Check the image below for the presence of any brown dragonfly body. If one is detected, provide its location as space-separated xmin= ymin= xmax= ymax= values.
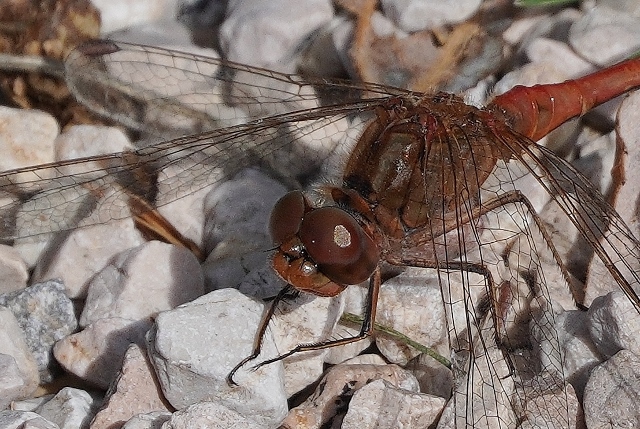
xmin=1 ymin=42 xmax=640 ymax=427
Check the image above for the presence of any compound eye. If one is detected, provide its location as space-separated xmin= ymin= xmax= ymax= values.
xmin=298 ymin=207 xmax=379 ymax=284
xmin=269 ymin=191 xmax=305 ymax=246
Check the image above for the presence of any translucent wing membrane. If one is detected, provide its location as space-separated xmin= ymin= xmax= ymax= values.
xmin=5 ymin=41 xmax=640 ymax=428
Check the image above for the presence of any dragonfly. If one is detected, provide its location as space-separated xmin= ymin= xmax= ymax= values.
xmin=0 ymin=41 xmax=640 ymax=427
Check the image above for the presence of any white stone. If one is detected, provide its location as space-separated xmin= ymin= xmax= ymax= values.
xmin=569 ymin=6 xmax=640 ymax=67
xmin=584 ymin=350 xmax=640 ymax=429
xmin=405 ymin=354 xmax=453 ymax=398
xmin=382 ymin=0 xmax=482 ymax=31
xmin=53 ymin=318 xmax=150 ymax=389
xmin=376 ymin=269 xmax=449 ymax=365
xmin=0 ymin=307 xmax=40 ymax=402
xmin=148 ymin=289 xmax=287 ymax=426
xmin=80 ymin=241 xmax=204 ymax=326
xmin=527 ymin=37 xmax=596 ymax=79
xmin=33 ymin=218 xmax=145 ymax=298
xmin=0 ymin=107 xmax=59 ymax=183
xmin=162 ymin=402 xmax=267 ymax=429
xmin=270 ymin=294 xmax=343 ymax=396
xmin=0 ymin=353 xmax=33 ymax=410
xmin=0 ymin=280 xmax=78 ymax=383
xmin=342 ymin=380 xmax=446 ymax=429
xmin=122 ymin=411 xmax=171 ymax=429
xmin=55 ymin=125 xmax=133 ymax=166
xmin=0 ymin=244 xmax=29 ymax=294
xmin=203 ymin=169 xmax=286 ymax=290
xmin=0 ymin=411 xmax=60 ymax=429
xmin=220 ymin=0 xmax=333 ymax=73
xmin=518 ymin=384 xmax=584 ymax=429
xmin=35 ymin=387 xmax=95 ymax=429
xmin=91 ymin=343 xmax=170 ymax=429
xmin=282 ymin=365 xmax=419 ymax=429
xmin=547 ymin=310 xmax=603 ymax=397
xmin=92 ymin=0 xmax=180 ymax=34
xmin=585 ymin=91 xmax=640 ymax=305
xmin=587 ymin=291 xmax=640 ymax=357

══════════════════════════════

* [Directive]
Return the lines from the line containing "Check the image above for the presence of any compound" to the end of the entries above, exactly as they appear and with no other output.

* [Answer in full]
Check the image above for the presence of any compound eye. If one is detected, provide its location as space-separated xmin= ymin= xmax= ymax= values.
xmin=298 ymin=207 xmax=379 ymax=284
xmin=269 ymin=191 xmax=305 ymax=246
Check the image above for the presence of any translucent wing membrane. If one is detected, provide its location as space-separated xmin= ymin= xmax= ymax= values.
xmin=5 ymin=41 xmax=640 ymax=428
Check the image above for the presence of any dragonfly. If one is detected, provide its location as space-separated xmin= ymin= xmax= ymax= values.
xmin=0 ymin=41 xmax=640 ymax=427
Check the image above for the presence of any white stone. If one is detected, provide its location as space-separated xmin= ymin= xmax= ymax= values.
xmin=569 ymin=6 xmax=640 ymax=67
xmin=584 ymin=350 xmax=640 ymax=429
xmin=405 ymin=354 xmax=453 ymax=398
xmin=382 ymin=0 xmax=482 ymax=31
xmin=53 ymin=318 xmax=150 ymax=389
xmin=376 ymin=269 xmax=449 ymax=365
xmin=0 ymin=307 xmax=40 ymax=402
xmin=148 ymin=289 xmax=287 ymax=426
xmin=80 ymin=241 xmax=204 ymax=326
xmin=527 ymin=37 xmax=596 ymax=79
xmin=33 ymin=218 xmax=145 ymax=298
xmin=0 ymin=107 xmax=59 ymax=183
xmin=162 ymin=402 xmax=267 ymax=429
xmin=270 ymin=294 xmax=343 ymax=396
xmin=0 ymin=353 xmax=33 ymax=410
xmin=0 ymin=280 xmax=78 ymax=383
xmin=342 ymin=380 xmax=446 ymax=429
xmin=122 ymin=411 xmax=171 ymax=429
xmin=55 ymin=125 xmax=133 ymax=166
xmin=0 ymin=244 xmax=29 ymax=294
xmin=203 ymin=169 xmax=286 ymax=290
xmin=0 ymin=411 xmax=60 ymax=429
xmin=220 ymin=0 xmax=333 ymax=73
xmin=518 ymin=384 xmax=584 ymax=429
xmin=35 ymin=387 xmax=95 ymax=429
xmin=91 ymin=343 xmax=170 ymax=429
xmin=282 ymin=365 xmax=419 ymax=429
xmin=547 ymin=310 xmax=603 ymax=397
xmin=92 ymin=0 xmax=180 ymax=34
xmin=585 ymin=91 xmax=640 ymax=305
xmin=587 ymin=291 xmax=640 ymax=357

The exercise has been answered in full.